> [Written exercise]: Repeat the lines of the listing below exactly, starting at the line that contains "dark elytra in the photo above." and running through the last line, both included, and only those.

Point-based annotation data
● ● ● ● ●

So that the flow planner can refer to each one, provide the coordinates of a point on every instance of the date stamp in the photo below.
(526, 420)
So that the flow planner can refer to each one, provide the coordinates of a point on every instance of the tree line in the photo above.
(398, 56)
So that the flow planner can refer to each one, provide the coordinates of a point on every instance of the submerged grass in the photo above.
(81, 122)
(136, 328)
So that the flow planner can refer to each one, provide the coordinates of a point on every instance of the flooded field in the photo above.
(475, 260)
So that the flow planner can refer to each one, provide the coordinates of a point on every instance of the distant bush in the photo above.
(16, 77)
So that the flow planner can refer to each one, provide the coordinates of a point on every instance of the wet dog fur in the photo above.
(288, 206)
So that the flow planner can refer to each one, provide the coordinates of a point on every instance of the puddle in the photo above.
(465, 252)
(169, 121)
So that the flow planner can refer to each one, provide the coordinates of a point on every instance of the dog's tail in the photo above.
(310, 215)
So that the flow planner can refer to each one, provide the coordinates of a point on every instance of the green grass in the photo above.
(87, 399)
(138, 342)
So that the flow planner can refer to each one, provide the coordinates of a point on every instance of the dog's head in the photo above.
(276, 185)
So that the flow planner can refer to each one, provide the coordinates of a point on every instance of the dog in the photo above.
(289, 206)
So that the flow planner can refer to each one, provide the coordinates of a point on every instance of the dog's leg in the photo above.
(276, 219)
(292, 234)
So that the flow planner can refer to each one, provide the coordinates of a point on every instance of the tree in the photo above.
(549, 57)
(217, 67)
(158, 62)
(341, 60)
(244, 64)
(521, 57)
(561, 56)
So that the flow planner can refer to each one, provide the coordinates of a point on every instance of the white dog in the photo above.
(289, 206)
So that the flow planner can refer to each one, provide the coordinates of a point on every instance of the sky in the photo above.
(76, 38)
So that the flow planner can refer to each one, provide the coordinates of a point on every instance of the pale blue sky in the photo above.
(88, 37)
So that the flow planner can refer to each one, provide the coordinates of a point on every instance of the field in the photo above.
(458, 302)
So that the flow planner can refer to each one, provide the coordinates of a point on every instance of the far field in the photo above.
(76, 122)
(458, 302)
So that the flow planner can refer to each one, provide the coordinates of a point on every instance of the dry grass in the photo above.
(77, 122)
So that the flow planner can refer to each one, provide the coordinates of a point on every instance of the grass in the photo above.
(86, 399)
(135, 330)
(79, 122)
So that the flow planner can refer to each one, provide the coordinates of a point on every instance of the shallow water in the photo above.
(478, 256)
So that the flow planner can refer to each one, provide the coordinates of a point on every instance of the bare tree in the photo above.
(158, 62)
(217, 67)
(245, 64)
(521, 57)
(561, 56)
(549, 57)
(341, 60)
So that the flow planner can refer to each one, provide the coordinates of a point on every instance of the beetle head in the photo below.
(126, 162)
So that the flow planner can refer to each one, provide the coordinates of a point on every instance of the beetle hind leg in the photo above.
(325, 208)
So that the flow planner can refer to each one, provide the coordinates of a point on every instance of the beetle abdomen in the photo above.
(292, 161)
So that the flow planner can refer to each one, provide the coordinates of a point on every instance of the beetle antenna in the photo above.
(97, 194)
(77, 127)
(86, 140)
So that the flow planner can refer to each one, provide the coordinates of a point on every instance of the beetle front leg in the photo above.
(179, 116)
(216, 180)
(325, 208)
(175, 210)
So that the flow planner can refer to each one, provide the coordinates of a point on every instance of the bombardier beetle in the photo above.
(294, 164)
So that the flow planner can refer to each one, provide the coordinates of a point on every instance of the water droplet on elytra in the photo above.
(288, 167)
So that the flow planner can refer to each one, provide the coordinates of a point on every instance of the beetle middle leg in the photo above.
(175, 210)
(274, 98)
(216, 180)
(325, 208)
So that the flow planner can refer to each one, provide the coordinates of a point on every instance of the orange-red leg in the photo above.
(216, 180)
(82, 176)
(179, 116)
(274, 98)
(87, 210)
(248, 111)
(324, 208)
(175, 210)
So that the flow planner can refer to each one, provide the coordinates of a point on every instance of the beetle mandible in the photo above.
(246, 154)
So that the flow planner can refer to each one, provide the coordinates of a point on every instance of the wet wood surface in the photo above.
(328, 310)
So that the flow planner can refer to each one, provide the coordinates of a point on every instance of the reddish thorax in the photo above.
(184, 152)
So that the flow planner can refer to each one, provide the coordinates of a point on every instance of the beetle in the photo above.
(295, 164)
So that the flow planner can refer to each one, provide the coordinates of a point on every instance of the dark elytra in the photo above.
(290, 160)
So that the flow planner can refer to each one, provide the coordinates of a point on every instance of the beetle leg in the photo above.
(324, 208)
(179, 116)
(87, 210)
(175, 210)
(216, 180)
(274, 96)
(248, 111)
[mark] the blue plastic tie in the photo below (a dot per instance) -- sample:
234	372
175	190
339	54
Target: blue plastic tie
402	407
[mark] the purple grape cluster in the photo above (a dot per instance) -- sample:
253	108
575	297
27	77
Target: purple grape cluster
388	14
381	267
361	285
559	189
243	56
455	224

● ● ● ● ●

> [Solution to this exercise]:
So that the flow planner can refer to each one, provide the coordinates of a point on every instance of the dark elytra in the photo above.
(290, 160)
So that the flow planner can refer to each one, provide the coordinates of a point on every instance of the beetle leg in the photo above.
(324, 208)
(179, 116)
(87, 210)
(175, 210)
(216, 180)
(274, 96)
(248, 111)
[mark] the blue plastic tie in the photo below (a dot per instance) -- sample:
234	372
175	190
339	54
Target: blue plastic tie
402	407
[mark] the purple grape cluster in the photo above (a dot per instance) -- sample:
253	108
575	297
27	77
Target: purple grape cluster
388	14
381	267
361	285
559	189
243	56
455	224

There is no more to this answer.